*** Begin section ***

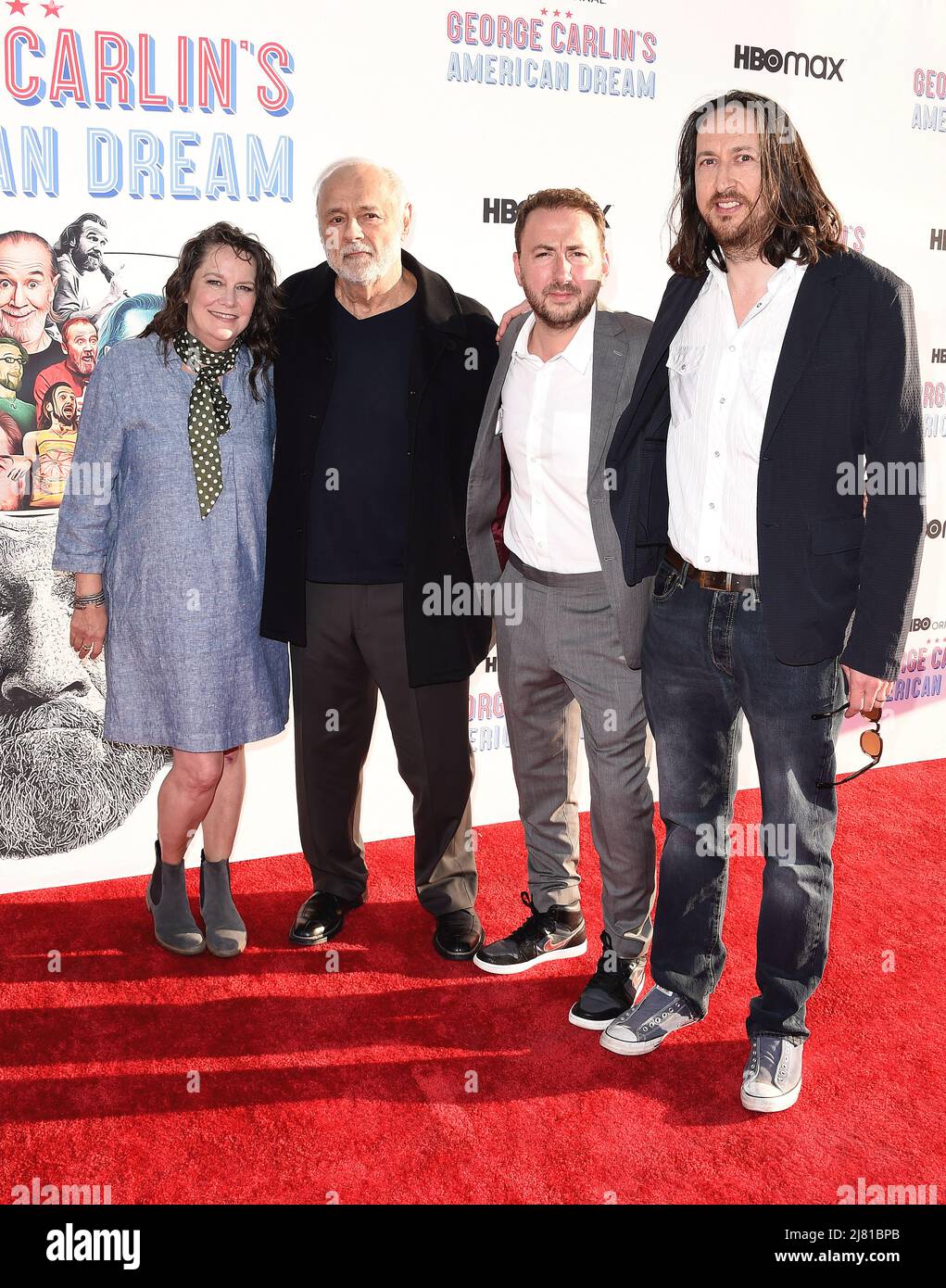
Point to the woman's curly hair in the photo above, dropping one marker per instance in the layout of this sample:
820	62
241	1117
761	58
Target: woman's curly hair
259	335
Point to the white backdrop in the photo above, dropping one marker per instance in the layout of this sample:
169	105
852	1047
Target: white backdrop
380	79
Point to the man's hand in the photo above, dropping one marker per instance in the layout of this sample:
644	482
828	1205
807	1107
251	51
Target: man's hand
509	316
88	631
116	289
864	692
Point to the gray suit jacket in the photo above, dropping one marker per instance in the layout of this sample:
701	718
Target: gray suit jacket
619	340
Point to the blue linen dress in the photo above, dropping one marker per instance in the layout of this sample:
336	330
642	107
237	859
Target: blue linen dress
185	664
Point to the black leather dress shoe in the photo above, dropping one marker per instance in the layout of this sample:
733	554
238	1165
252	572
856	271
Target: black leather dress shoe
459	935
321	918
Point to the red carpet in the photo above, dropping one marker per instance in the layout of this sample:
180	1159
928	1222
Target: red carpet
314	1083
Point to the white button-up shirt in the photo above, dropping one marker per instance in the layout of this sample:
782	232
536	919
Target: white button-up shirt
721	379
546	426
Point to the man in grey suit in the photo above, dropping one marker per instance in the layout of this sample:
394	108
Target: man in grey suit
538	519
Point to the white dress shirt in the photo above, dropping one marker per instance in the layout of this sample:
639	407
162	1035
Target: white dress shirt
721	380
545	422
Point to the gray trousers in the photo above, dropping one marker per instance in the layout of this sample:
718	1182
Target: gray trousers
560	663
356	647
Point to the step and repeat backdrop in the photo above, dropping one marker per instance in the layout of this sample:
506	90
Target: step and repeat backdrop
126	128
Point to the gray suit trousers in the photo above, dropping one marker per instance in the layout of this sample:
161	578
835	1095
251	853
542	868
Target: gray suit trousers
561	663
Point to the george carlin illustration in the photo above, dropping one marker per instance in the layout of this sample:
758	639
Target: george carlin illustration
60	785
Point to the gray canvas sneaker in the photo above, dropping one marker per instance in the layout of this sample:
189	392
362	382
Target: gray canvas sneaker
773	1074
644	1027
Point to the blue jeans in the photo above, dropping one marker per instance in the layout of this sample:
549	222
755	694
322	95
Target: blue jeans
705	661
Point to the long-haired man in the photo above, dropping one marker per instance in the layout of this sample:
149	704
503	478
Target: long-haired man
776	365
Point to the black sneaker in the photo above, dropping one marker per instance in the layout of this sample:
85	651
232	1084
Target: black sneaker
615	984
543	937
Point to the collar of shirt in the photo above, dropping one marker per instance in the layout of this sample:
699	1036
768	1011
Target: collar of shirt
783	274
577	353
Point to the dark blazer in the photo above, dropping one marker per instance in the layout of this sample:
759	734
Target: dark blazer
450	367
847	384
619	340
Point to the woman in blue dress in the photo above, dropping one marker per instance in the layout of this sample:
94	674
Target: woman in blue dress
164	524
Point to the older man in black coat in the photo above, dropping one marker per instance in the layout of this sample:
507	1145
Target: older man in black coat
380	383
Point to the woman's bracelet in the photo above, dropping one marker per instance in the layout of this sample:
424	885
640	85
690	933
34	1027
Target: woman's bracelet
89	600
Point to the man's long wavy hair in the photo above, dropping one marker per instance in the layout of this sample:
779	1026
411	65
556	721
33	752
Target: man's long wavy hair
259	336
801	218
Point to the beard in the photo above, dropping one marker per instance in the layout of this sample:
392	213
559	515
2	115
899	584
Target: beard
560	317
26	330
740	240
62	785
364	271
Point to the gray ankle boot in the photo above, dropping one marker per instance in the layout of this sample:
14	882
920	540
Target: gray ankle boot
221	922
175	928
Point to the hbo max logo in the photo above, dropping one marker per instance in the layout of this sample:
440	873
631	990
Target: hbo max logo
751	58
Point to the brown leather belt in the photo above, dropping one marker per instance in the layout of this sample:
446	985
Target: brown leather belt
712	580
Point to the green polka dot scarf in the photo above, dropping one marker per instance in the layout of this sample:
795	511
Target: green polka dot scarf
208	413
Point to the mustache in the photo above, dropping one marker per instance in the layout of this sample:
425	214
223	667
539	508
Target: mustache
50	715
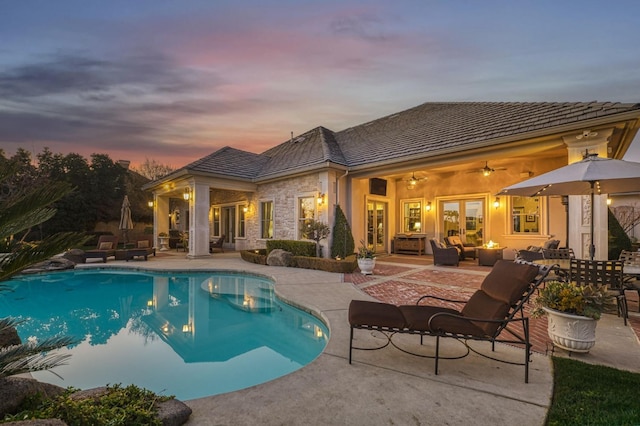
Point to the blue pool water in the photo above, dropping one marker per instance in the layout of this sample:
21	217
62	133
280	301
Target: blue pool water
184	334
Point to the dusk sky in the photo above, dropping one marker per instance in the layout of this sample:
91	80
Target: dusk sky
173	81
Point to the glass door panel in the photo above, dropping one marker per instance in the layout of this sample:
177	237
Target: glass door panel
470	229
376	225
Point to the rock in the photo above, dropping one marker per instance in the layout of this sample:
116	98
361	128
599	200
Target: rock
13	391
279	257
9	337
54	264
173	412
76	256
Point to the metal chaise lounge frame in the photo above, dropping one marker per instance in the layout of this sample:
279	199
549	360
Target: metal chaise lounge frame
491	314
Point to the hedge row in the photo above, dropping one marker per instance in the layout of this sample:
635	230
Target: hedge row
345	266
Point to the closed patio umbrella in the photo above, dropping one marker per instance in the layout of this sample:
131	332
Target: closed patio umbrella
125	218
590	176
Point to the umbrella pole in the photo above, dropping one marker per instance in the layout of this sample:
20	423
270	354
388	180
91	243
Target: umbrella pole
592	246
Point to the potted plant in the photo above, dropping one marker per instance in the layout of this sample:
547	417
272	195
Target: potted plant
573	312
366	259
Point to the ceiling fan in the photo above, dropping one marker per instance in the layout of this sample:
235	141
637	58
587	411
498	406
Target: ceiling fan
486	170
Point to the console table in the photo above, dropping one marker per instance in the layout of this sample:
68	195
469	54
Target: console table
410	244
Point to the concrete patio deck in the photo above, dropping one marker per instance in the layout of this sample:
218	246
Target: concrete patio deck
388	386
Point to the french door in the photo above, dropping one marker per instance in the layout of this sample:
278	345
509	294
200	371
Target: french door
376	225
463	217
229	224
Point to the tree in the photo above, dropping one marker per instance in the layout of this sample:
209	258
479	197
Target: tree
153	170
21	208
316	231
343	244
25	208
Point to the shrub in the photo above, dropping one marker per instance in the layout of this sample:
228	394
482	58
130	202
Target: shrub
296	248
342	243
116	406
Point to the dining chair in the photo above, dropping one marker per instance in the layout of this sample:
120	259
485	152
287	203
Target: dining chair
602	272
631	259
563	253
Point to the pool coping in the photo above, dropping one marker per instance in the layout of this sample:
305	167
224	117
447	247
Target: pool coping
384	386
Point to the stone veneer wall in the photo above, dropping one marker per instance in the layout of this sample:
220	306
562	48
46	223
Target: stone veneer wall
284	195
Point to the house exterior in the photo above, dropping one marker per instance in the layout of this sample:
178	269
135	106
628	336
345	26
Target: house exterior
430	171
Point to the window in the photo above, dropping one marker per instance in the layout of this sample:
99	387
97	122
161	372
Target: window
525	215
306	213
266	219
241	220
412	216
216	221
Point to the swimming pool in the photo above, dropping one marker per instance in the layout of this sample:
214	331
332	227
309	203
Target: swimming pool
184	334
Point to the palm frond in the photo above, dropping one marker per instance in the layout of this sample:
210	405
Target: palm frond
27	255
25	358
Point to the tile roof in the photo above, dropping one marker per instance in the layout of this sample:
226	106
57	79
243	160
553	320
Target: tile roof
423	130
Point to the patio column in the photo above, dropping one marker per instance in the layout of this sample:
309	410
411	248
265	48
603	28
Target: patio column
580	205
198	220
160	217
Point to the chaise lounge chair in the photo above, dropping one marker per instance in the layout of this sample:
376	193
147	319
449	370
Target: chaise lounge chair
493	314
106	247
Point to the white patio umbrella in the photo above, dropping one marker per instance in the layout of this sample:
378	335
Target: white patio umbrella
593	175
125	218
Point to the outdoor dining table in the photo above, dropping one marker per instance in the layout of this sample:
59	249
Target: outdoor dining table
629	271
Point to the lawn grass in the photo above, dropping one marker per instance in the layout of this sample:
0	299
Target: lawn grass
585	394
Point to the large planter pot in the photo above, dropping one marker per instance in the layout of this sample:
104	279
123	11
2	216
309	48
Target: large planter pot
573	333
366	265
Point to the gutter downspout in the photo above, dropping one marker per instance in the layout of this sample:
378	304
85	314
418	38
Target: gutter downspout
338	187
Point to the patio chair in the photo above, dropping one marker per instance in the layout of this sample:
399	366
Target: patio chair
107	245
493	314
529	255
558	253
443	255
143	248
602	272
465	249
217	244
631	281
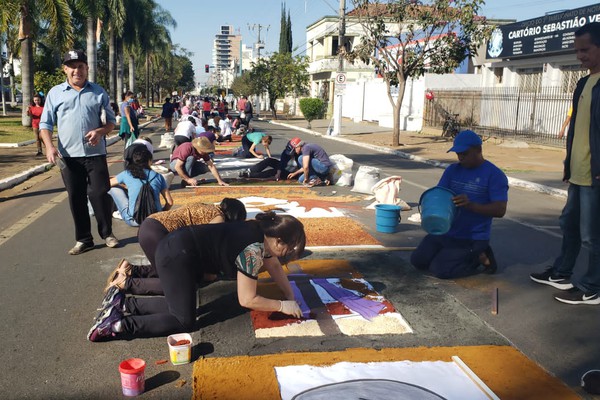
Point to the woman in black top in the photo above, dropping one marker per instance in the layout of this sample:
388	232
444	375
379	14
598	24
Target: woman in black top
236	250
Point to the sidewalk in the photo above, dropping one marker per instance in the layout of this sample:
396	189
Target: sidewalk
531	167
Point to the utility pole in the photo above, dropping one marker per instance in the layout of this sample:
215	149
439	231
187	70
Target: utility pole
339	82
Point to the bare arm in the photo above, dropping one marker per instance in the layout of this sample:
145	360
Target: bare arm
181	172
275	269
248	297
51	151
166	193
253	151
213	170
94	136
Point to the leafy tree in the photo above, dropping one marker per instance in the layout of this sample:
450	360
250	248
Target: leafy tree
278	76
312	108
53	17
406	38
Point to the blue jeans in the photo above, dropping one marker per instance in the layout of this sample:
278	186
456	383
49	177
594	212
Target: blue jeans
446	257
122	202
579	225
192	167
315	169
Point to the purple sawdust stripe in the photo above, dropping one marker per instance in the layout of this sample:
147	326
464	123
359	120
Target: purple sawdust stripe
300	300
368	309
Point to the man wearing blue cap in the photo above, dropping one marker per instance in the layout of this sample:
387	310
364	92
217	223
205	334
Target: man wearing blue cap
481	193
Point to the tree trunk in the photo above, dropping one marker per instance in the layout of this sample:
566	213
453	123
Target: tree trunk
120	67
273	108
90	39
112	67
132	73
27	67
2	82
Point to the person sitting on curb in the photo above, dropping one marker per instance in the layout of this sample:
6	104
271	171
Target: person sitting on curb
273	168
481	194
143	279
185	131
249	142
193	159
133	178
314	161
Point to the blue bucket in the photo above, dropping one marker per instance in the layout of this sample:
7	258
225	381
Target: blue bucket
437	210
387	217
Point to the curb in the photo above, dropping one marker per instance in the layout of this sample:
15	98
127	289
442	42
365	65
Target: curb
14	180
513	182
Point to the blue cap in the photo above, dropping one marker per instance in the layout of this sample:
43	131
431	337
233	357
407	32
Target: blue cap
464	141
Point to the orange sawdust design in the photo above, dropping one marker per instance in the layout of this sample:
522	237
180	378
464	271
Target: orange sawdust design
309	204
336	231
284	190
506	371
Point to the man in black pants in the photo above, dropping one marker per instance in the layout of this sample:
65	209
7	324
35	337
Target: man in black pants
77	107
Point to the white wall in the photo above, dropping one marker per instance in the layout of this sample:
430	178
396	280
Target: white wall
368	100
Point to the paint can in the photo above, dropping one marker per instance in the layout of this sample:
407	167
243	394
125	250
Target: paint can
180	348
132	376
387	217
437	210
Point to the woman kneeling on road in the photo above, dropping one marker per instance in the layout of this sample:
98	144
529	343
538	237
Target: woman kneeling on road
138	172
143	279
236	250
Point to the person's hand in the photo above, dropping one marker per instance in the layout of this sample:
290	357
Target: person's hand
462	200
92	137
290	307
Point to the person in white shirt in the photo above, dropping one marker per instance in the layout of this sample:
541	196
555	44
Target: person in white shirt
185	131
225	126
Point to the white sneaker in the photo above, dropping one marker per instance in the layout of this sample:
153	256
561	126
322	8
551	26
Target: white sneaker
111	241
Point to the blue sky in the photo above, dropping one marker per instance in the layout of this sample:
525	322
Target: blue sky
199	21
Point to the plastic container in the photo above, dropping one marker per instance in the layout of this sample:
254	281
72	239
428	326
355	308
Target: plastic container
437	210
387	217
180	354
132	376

*** End section ***

WHAT YOU HAVE TO DO: Find the line that contains "Target: white wall". Restate it and all lines after it exactly, ending with the final line of the data.

YOUR SOLUTION:
Target: white wall
368	100
Point to the paint can in the photo above, dropping one marker per instance in the layout of this sample:
407	167
243	394
125	250
Target: paint can
180	348
132	376
387	217
437	210
Point to the woman kneeling on road in the photo above, dropping one marker per instance in the layout of this sample:
98	144
529	343
538	237
Target: woman kneeling on road
138	172
143	279
236	250
Point to the person's hand in the photo above, dropping one marker per instance in the layout of this sample:
290	357
Target: person's hand
462	200
92	137
290	307
Point to the person in white shirt in the photo above, dropping one marker per instance in the layout of this sample:
541	196
555	44
Target: person in white shirt
185	131
225	126
Point to the white sneaker in the photo above, dropping one marker per instance in the layout of this sample:
153	256
561	126
322	8
551	26
Target: white sneaker
111	241
Point to the blue sky in the photo above, dropping one marker per instance in the layout of this sample:
525	322
Target: blue sky
199	21
Point to the plastic container in the photo above, dropping one marker per instance in the layout of this sample:
254	281
72	239
428	326
355	308
Target: plastic container
437	210
387	217
180	354
132	376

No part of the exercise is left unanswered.